### Uygulama Görevi
Sayfa metnine göre, Bediüzzaman'ın 1909 yılında İstanbul'da gösterdiği fedakârlığı anlatan gazetecinin adı nedir?

### Sayfa Metni
Bediüzzaman, Kur’ân, imân, İslâmiyet hizmeti için dünyevî rahatlıklarını fedâ etmiş; dünyevî, şahsî servetler edinmemiş, zühd ve takvâ ve riyâzet, iktisad ve kanaatla ömür geçirerek dünya ile alâkasını kesmiştir.” (Sözler, 2005, Konferans, 1230.) 

Bediüzzaman (ra) İstanbul’un Fethinin 500. sene-i devriyesi olan 1953’de İstanbul’a gelerek Eşref Edib’le yaptığı röportajında der ki: “Sonra, ben, cemiyetin îman selâmeti yolunda âhiretimi de fedâ ettim. Gözümde ne Cennet sevdâsı var, ne Cehennem korkusu. Cemiyetin, yirmi beş milyon Türk cemiyetinin îmânı nâmına bir Said değil, bin Said fedâ olsun. Kur’ân’ımız yeryüzünde cemaatsiz kalırsa, Cenneti de istemem; orası da bana zindan olur. Milletimizin îmânını selâmette görürsem, Cehennemin alevleri içinde yanmaya râzıyım. Çünkü vücudum yanarken, gönlüm gül gülistân olur." (Tarihçe-i Hayat, 1998, s. 543.) 

Bediüzzaman’ın 31 Mart olaylarının yaşandığı 1909 yılında İstanbul’daki fedakârlığını gazeteci Ahmet Ramiz şöyle ifade eder: “Şehzadebaşında şemâtetle konferans verildiği gece, kemâl-i mehabetle sahneye çıkıp irad ettiği nutk-u beliğ-i bîtarafane, Said'in ihata-i ilmiyesi kadar hamaset ve fedakârlıkta da ileri olduğunu teyid eder. Gerek o gece, gerek menhus 31 Mart'ta cihandeğer nasihatleriyle ortaya atılan hoca-i dânâya, böyle tehlikeli bir anda vücud-u kıymetdarının sıyaneti, nefean lil'umum elzem olduğu halde ve ihtar edildiği zaman, "En büyük ders, doğruluk yolunda ölümünü istihkar dersi vermektir" diye cevap vererek” fedakârlığın ve doğruluk yolunda hayatını hiçe saydığını anlatmaktadır. (Eski Said Dönemi Eserleri, 2009, Divan-ı Harb-i Örfi, s. 114-115.)

Yine Bediüzzaman’ın gerek Kosturma’da Rus Orduları Başkumandanı Nikola Nikolaviç’e, gerekse İstanbul’da Hurşit Paşa’ya, İngiliz işgal başkumandanına ve gerekse Ankara’da TBMM reisine muhalefetinden dolayı Ali Şükri Bey ve Topal Osman cinayetlerinin işlendiği dönemde M. Kemal’e karşı kahramanca karşı çıkıp TBMM’de mebusların huzurunda M. Kemal’e özür diletmesindeki kahramanlığı ve fedakârlığı dillere destandır. (Tarihçe-i Hayat, 1998, s. 128.)

### Ham Veri

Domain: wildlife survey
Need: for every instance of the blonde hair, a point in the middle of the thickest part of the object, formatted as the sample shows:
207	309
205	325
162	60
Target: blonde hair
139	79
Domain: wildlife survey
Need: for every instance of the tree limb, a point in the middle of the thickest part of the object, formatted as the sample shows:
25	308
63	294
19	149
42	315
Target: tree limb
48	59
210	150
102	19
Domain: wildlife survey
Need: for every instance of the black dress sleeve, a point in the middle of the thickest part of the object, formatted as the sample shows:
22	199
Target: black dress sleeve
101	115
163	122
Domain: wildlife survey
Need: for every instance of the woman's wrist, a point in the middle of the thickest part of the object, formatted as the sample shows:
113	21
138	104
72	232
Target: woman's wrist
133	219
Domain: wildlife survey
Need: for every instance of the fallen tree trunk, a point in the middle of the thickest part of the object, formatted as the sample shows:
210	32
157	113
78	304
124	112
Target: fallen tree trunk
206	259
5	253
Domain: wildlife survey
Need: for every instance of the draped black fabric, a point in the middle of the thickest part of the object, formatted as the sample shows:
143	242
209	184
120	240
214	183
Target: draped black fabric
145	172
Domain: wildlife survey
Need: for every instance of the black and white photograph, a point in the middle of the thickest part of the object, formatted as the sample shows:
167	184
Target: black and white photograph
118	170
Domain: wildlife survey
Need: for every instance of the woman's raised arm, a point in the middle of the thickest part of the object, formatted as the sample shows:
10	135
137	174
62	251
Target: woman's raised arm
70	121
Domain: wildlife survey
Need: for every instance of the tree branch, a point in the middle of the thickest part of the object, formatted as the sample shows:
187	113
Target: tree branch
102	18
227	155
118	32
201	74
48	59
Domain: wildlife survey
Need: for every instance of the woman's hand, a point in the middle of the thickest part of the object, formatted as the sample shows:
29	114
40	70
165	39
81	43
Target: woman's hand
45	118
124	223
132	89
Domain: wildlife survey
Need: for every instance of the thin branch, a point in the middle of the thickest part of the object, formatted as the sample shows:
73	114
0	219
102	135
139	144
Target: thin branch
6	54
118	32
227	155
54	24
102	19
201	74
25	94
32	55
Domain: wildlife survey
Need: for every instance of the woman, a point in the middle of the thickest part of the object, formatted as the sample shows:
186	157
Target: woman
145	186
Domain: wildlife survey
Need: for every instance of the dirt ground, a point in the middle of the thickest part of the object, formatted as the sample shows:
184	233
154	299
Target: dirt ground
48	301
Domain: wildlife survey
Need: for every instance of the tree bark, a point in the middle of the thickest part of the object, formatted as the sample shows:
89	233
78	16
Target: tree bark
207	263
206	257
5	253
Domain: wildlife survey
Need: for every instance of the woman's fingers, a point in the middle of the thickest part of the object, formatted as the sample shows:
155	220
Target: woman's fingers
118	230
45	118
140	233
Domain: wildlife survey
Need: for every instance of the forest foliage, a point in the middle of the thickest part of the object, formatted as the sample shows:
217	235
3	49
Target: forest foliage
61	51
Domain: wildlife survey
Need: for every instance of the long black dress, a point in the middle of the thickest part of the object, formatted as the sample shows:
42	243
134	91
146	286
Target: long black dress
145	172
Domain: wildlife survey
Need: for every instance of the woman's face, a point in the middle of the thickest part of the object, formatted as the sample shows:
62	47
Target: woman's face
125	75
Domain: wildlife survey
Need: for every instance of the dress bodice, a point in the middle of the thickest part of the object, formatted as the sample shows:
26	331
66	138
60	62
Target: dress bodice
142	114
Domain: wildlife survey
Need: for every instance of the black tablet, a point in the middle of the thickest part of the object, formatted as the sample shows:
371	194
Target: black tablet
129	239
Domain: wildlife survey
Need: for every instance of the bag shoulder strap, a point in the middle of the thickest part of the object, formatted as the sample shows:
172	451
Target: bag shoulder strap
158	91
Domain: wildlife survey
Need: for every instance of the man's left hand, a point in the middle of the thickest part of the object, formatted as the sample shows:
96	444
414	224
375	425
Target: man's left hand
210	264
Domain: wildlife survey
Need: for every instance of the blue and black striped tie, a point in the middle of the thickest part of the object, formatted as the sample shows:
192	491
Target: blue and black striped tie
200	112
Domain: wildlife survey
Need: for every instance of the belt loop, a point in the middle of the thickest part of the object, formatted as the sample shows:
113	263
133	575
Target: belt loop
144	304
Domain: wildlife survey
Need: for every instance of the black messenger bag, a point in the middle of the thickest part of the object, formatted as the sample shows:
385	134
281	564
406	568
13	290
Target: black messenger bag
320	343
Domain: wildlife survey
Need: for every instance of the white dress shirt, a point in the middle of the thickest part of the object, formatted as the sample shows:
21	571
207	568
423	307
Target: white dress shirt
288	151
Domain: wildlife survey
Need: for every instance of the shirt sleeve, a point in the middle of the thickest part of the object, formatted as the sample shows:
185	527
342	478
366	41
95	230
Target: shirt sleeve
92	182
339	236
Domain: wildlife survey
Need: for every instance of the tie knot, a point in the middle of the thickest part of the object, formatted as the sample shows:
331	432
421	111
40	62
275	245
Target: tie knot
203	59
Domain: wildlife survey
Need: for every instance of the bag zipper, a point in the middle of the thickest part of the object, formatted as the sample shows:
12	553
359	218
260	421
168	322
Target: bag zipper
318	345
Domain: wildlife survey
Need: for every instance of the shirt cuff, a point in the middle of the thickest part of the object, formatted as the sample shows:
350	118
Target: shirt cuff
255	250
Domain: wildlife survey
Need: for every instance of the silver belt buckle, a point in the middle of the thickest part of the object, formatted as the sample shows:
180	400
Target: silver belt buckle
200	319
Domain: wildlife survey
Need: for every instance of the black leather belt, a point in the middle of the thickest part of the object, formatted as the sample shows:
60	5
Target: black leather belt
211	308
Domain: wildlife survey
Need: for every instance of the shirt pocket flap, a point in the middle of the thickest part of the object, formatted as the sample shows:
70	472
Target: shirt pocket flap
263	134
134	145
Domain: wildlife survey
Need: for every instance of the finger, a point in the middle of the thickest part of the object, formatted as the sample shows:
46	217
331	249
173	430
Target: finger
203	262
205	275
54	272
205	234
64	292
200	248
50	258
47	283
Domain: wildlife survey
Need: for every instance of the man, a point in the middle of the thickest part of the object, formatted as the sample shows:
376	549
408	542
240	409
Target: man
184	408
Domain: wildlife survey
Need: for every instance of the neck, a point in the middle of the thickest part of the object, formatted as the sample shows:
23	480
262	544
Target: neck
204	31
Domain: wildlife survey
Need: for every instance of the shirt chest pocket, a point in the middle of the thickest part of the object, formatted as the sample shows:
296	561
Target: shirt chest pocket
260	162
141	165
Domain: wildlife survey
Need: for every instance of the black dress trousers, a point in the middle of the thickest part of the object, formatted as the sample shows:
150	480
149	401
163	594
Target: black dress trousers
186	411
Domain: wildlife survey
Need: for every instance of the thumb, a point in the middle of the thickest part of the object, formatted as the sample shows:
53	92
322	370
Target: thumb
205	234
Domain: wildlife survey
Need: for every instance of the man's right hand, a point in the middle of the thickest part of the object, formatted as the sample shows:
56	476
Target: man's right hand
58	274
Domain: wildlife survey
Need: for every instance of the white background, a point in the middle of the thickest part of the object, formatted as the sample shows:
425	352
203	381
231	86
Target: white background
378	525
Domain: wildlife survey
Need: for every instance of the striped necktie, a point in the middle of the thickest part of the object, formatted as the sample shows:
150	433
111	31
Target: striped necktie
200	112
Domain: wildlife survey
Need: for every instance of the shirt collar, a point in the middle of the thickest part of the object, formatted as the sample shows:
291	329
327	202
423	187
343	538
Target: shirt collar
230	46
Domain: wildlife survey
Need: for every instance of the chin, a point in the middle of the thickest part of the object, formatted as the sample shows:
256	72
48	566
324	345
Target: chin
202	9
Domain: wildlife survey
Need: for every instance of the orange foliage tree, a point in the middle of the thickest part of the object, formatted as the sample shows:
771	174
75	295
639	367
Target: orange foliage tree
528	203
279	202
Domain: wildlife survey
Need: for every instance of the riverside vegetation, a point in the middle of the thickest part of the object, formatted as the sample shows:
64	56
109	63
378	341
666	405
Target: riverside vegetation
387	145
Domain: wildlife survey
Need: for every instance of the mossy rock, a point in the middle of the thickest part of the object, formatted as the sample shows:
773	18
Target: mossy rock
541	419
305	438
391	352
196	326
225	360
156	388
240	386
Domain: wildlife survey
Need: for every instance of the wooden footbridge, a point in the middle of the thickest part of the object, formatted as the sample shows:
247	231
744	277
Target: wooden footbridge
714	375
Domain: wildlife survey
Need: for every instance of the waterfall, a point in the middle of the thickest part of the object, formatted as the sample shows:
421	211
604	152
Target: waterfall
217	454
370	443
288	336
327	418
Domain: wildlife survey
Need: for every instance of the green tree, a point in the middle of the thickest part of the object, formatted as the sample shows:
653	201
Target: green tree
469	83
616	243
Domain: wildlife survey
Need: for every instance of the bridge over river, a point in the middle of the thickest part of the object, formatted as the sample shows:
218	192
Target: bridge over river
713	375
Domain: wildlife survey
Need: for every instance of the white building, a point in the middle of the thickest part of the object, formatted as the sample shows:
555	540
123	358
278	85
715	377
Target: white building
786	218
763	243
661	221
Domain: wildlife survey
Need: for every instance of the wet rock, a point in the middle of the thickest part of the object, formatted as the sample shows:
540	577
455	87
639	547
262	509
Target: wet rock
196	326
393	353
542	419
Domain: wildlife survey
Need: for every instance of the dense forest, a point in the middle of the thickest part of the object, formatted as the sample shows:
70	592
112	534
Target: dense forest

### Cevap Aşağıdadır
Ahmet Ramiz.